▸ **INSTRUCTIONS TO FOLLOW**: Can you rescale the stretch of the data from the line containing "In the image above, find the rocky" through the line containing "787;679;1331;896", repeating every line in it? Multiply only the answer coordinates by 2.6 and round them to whole numbers with halves going up, leaving the other lines and their sample numbers unchanged.

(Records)
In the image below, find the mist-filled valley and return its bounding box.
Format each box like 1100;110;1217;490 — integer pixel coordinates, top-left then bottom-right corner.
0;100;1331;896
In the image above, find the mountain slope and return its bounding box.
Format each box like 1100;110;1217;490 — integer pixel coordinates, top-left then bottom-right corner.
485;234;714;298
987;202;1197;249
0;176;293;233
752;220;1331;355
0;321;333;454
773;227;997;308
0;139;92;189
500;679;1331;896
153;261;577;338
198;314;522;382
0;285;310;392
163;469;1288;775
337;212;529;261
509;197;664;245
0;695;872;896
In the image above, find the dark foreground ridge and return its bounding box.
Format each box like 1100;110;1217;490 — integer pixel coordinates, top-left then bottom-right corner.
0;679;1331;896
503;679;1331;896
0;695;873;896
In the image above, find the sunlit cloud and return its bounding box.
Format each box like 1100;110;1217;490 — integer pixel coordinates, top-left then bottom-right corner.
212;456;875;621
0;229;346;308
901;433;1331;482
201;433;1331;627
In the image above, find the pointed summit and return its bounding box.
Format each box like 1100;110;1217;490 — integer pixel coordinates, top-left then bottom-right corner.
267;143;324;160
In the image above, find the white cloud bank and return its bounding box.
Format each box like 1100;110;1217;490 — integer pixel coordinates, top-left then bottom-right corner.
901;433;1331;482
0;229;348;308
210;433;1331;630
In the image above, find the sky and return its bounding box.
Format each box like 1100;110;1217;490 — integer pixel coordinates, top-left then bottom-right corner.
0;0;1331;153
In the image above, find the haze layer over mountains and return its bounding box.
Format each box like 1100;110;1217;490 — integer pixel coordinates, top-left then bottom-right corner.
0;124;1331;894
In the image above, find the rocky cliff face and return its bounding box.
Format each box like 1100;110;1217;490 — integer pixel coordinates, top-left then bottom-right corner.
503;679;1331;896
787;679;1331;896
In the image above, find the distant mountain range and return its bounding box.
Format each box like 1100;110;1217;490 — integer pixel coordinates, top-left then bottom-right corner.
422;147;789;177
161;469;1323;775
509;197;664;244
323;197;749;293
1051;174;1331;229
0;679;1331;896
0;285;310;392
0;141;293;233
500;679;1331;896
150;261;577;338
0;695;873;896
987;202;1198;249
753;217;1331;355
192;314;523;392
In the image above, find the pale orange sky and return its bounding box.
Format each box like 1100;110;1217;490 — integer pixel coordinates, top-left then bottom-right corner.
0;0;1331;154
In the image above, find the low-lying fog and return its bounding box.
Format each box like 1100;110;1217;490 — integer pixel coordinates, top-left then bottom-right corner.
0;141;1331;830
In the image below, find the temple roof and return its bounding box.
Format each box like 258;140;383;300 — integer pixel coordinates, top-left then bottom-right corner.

▸ **FINAL ANSWER**:
In the image above, find the rocky cliff face and return its bounding box.
Format each box like 1100;110;1217;490 — integer pixel coordinates, top-left then bottom-right corner.
1308;1765;3461;2330
2046;1765;3461;2330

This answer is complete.